A California life insurance agent has been sentenced to three years and eight months in state prison for multiple felonies in a Ponzi scheme used to bilk unsuspecting victims out of approximately $800,000. He has also been ordered to make restitution to the victims for the full amount. Between December 2006 and March 2009, the agent solicited six victims into purportedly investing money for the payment of STOLI life insurance for unnamed third parties. Instead of sending the money to the insurance company to cover the life insurance premiums, he instead diverted the funds for his own personal use.

A California insurance agent was found guilty of two misdemeanor counts of theft from an elder and was sentenced to 36 months of formal probation and 100 hours of community service. He was also ordered to surrender his insurance license and not to reapply for licensing for the rest of his life. According to authorities, the agent convinced an elderly client to obtain a reverse mortgage to fund home repairs. The agent then convinced the victim to give him $25,000 for an investment promising her a 10 percent return in six months. But he never made the investment, returned the $25,000 or paid the promised 10 percent interest. After making a fraudulent transaction relating to a life insurance product he sold the victim, the agent also obtained a $7,000 personal loan from her, but only repaid $4,500.

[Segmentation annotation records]

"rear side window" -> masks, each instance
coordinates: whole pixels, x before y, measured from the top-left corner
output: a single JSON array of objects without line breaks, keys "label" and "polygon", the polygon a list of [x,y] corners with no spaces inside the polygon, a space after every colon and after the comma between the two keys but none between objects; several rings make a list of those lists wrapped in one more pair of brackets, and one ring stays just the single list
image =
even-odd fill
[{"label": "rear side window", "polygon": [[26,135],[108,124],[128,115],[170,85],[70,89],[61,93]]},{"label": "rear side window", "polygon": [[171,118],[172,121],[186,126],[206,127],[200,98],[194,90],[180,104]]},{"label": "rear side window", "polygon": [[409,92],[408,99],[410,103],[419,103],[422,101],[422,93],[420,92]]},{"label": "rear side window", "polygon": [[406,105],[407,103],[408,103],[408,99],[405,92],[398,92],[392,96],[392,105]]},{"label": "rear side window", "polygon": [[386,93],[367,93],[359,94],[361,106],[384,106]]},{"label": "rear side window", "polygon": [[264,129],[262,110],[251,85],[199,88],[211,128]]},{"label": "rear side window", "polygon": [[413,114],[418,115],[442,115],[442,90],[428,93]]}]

» SHORT EXERCISE A:
Please list each distinct dollar amount mentioned in the text about the two insurance agents.
» SHORT EXERCISE B:
Select every line of the records that contains the word "window".
The text and the records are unrelated material.

» EXPECTED OUTPUT A:
$800,000, $25,000, $7,000, $4,500

» EXPECTED OUTPUT B:
"rear side window" -> masks, each instance
[{"label": "rear side window", "polygon": [[26,135],[108,124],[128,115],[170,85],[70,89],[61,93]]},{"label": "rear side window", "polygon": [[171,118],[172,121],[186,126],[206,127],[200,98],[194,90],[180,104]]},{"label": "rear side window", "polygon": [[409,92],[408,99],[410,103],[419,103],[422,101],[422,93],[420,92]]},{"label": "rear side window", "polygon": [[406,105],[407,103],[408,103],[408,99],[405,92],[398,92],[392,96],[392,105]]},{"label": "rear side window", "polygon": [[386,93],[367,93],[359,94],[361,106],[384,106]]},{"label": "rear side window", "polygon": [[264,129],[262,110],[251,85],[199,88],[211,128]]},{"label": "rear side window", "polygon": [[413,114],[418,115],[442,115],[442,90],[428,93]]}]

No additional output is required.